== REQUIRED WORK ==
Give back the full set of entries that follows, exactly as written.

== RECORDS PROVIDED ==
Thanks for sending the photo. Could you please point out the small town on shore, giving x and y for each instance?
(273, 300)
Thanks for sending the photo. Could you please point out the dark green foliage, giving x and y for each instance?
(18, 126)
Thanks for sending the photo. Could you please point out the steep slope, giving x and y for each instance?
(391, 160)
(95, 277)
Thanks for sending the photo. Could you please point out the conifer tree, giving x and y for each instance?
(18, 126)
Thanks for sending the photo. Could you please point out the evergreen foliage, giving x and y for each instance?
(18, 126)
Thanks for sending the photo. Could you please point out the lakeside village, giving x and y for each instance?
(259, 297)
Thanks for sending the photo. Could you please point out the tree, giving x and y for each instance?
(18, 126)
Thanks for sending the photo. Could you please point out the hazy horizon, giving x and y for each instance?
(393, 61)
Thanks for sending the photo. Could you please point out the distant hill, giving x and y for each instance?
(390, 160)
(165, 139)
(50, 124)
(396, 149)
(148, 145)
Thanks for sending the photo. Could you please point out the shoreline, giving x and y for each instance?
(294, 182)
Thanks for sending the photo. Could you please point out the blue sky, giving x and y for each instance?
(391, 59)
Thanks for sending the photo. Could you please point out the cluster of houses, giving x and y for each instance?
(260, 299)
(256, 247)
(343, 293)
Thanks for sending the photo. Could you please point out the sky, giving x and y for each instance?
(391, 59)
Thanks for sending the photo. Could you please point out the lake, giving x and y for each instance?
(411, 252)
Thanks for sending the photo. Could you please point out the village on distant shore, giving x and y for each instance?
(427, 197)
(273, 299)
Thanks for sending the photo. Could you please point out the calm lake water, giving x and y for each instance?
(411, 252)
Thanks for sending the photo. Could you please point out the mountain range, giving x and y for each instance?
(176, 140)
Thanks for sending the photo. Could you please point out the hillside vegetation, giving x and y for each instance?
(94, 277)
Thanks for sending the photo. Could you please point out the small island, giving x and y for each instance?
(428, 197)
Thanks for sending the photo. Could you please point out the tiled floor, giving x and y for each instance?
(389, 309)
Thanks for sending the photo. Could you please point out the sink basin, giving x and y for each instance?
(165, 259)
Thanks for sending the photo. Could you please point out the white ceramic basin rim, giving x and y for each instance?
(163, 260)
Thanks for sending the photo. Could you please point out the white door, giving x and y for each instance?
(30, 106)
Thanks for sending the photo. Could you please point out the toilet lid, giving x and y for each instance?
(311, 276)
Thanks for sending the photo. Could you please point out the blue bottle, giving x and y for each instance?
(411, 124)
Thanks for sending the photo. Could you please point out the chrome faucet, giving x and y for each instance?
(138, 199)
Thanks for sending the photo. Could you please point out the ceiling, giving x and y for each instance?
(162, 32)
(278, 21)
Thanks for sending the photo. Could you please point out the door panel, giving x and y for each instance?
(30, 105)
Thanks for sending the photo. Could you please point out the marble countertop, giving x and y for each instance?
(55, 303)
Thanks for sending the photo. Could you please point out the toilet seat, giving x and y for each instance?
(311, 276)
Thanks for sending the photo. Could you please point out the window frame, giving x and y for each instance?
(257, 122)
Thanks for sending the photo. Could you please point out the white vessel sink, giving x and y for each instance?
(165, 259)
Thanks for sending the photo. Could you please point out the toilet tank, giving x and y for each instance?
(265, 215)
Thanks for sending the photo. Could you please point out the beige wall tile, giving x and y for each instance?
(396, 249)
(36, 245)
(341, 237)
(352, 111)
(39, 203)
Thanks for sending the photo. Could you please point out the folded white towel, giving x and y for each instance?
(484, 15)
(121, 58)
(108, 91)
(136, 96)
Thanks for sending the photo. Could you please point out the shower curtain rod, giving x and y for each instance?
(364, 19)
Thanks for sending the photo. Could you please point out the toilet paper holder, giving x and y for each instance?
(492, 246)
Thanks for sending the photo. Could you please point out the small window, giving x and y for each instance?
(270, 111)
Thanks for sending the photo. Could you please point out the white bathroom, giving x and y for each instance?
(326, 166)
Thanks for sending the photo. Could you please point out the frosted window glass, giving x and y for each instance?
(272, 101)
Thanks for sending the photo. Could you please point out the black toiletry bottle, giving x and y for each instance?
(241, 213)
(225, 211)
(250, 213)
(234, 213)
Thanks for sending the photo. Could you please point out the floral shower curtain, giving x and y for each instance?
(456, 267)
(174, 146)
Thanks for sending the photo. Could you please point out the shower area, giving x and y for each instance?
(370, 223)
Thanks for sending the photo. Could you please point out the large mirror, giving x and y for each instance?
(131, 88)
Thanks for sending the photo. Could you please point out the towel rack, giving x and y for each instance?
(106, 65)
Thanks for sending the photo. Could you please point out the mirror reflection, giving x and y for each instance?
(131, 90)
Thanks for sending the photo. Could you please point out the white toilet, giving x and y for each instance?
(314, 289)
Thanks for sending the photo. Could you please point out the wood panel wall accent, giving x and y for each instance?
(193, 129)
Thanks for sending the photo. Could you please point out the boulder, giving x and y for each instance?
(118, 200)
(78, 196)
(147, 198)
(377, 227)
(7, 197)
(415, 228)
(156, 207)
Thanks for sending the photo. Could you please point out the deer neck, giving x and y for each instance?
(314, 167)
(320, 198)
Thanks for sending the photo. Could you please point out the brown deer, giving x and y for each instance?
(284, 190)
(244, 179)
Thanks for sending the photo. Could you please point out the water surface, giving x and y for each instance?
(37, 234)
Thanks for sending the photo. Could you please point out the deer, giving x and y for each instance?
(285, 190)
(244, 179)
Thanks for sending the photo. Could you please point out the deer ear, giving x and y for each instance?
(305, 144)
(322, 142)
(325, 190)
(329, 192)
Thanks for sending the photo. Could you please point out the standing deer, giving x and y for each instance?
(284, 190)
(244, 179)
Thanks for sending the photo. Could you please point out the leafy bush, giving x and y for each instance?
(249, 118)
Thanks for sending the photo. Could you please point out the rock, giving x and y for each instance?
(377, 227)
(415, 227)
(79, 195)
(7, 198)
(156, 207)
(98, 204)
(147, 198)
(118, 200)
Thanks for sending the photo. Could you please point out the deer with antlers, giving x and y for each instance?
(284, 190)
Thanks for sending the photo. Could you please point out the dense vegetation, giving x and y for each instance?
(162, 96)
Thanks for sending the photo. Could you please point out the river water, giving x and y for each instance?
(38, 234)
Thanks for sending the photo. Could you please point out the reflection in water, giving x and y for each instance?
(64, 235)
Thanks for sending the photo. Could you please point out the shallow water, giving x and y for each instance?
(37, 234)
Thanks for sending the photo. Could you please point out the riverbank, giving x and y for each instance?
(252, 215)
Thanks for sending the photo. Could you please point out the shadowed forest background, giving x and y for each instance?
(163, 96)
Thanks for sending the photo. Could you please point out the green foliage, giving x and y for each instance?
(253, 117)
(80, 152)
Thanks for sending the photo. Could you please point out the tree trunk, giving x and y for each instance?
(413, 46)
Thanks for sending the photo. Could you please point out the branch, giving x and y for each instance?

== EXERCISE SOLUTION ==
Thanks for sending the photo. Could you please point out the small town on shore, giving x and y for each instance?
(273, 300)
Thanks for sending the photo. Could you please point out the dark green foliage, giving x and y for each instance?
(18, 126)
Thanks for sending the photo. Could you please point out the steep slope, giving x and y for each instance?
(391, 160)
(95, 277)
Thanks for sending the photo. Could you please point out the conifer tree, giving x and y for each instance?
(18, 126)
Thanks for sending the photo. Could you please point out the evergreen foliage, giving x and y for each instance?
(18, 126)
Thanks for sending the photo. Could you please point out the lakeside village, giving x and y for each instance?
(259, 297)
Thanks for sending the photo. Could you please point out the tree, giving x and y for each instance?
(18, 126)
Thanks for sending the photo. Could you please point out the hazy horizon, giving x and y for each instance?
(393, 61)
Thanks for sending the photo. Could you please point out the distant hill, giving x and y for each instance?
(390, 160)
(165, 139)
(50, 124)
(396, 149)
(148, 145)
Thanks for sending the photo. Could you please point out the shoreline, giving x and y for each instance?
(294, 182)
Thanks for sending the photo. Could you please point out the blue sky, giving x and y for each instance?
(391, 59)
Thanks for sending the photo. Could you please point out the cluster of houses, giving x and y for each instance?
(260, 299)
(256, 247)
(343, 293)
Thanks for sending the photo. Could you please point out the sky, giving x and y for each instance?
(391, 59)
Thanks for sending the photo. Could you please point out the lake, giving x and y for each instance?
(411, 252)
Thanks for sending the photo. Could you please point out the village on distant shore, giving x and y for each instance?
(427, 197)
(273, 299)
Thanks for sending the photo. Could you please point out the calm lake water, giving x and y for each instance?
(411, 252)
Thanks for sending the photo. Could you please point out the mountain range, giving x and y for each instance?
(176, 140)
Thanks for sending the photo. Could you please point out the hillside vegetation, giving x and y for each instance?
(94, 277)
Thanks for sending the photo. Could you please point out the small island, giving x and y for each instance?
(428, 197)
Thanks for sending the photo. Could you please point out the tiled floor, giving x and y for each instance?
(389, 309)
Thanks for sending the photo. Could you please point out the sink basin, giving x and y for each instance?
(165, 259)
Thanks for sending the photo. Could you please point out the white ceramic basin rim, giving x and y for each instance?
(163, 260)
Thanks for sending the photo. Could you please point out the white door, giving x and y for each instance?
(30, 106)
Thanks for sending the photo. Could you please point out the toilet lid, giving x and y for each instance?
(311, 276)
Thanks for sending the photo. Could you please point out the blue bottle, giving x and y for each instance?
(411, 124)
Thanks for sending the photo. Could you please point out the chrome faucet, giving x and y for each instance?
(138, 199)
Thanks for sending the photo. Could you please point out the ceiling, giving x and y for each instance?
(162, 32)
(278, 21)
Thanks for sending the photo. Could you please point out the door panel, giving x and y for each instance?
(30, 105)
Thanks for sending the photo. Could you please point out the marble countertop, giving x and y for each instance?
(55, 303)
Thanks for sending the photo. Could you please point out the toilet seat, giving x and y for each instance?
(311, 276)
Thanks for sending the photo. Could you please point out the window frame, giving x and y for each instance?
(257, 122)
Thanks for sending the photo. Could you please point out the white vessel sink, giving x and y for each instance?
(165, 259)
Thanks for sending the photo. Could you please point out the toilet tank, giving x and y for each instance?
(265, 215)
Thanks for sending the photo. Could you please point out the beige wall tile, giving x and y for each instance?
(396, 249)
(36, 245)
(341, 237)
(352, 111)
(39, 203)
Thanks for sending the photo. Could you please point out the folded white towel, giving x and y for each instance?
(484, 15)
(121, 58)
(108, 91)
(136, 96)
Thanks for sending the photo. Could you please point out the shower curtain rod, giving x and y for each instance?
(364, 19)
Thanks for sending the photo. Could you please point out the toilet paper holder, giving x and y for each instance?
(492, 246)
Thanks for sending the photo. Could you please point out the small window, giving x and y for each instance?
(270, 111)
Thanks for sending the photo. Could you please point out the white bathroom, giving x and y for each instance?
(326, 166)
Thanks for sending the photo. Could you please point out the frosted window glass, giving x and y for each instance?
(272, 101)
Thanks for sending the photo. Could you please point out the black toiletry bottle, giving x and y for each instance?
(241, 213)
(225, 211)
(250, 213)
(234, 213)
Thanks for sending the photo. Could you please point out the floral shower curtain, giving x and y for each instance?
(456, 267)
(174, 146)
Thanks for sending the photo. Could you please point out the shower area, giving x and y for each instance?
(370, 223)
Thanks for sending the photo. Could you please point out the large mirror, giving x and y for each instance?
(131, 88)
Thanks for sending the photo. Could you please point out the towel rack, giving x and y for each instance?
(106, 65)
Thanks for sending the photo. Could you please point out the mirror reflection, giving x and y for each instance?
(131, 90)
Thanks for sending the photo. Could you please point out the white toilet, giving x and y for each instance?
(314, 289)
Thanks for sending the photo. Could you please point out the wood panel wall accent, giving x and y for each instance?
(193, 129)
Thanks for sending the photo. Could you please point out the boulder, giving x and y for each instance?
(118, 200)
(78, 196)
(147, 198)
(377, 227)
(7, 197)
(415, 228)
(156, 207)
Thanks for sending the photo. Could you please point out the deer neck, giving x and y for each instance?
(314, 167)
(320, 198)
Thanks for sending the photo. Could you please point out the brown deer, giving x and y for each instance?
(284, 190)
(244, 179)
Thanks for sending the photo. Could you please point out the water surface, giving x and y for each instance?
(37, 234)
Thanks for sending the photo. Could you please point out the deer, giving x and y for each instance?
(285, 190)
(244, 179)
Thanks for sending the photo. Could you please point out the deer ear, giving x and y for each instance?
(305, 144)
(322, 142)
(325, 190)
(329, 192)
Thanks for sending the photo. Could you please point out the standing deer, giving x and y for each instance?
(284, 190)
(244, 179)
Thanks for sending the photo. Could you please point out the leafy bush, giving x and y for each instance?
(249, 118)
Thanks for sending the photo. Could you please point out the rock, giving x and y for each instance?
(377, 227)
(415, 227)
(79, 195)
(7, 198)
(156, 207)
(98, 204)
(147, 198)
(118, 200)
Thanks for sending the photo. Could you please point out the deer with antlers, giving x and y for each instance?
(284, 190)
Thanks for sending the photo. Could you please point out the dense vegetation, giving x and y for each instance?
(162, 96)
Thanks for sending the photo. Could you please point out the river water, giving x and y for each instance?
(38, 234)
Thanks for sending the photo. Could you please point out the reflection in water, giving x and y for each instance?
(64, 235)
Thanks for sending the photo. Could you please point out the shallow water, giving x and y for each instance?
(37, 234)
Thanks for sending the photo. Could you please point out the riverbank, giving x and y for each instance?
(252, 215)
Thanks for sending the photo. Could you please point out the shadowed forest background, giving x and y for each instance?
(163, 96)
Thanks for sending the photo. Could you please point out the green foliage, giving x and y for each instance?
(253, 117)
(80, 152)
Thanks for sending the photo. Could you please point out the tree trunk, giving x and y for each instance?
(413, 46)
Thanks for sending the photo. Could you please point out the branch, giving x and y for each instance?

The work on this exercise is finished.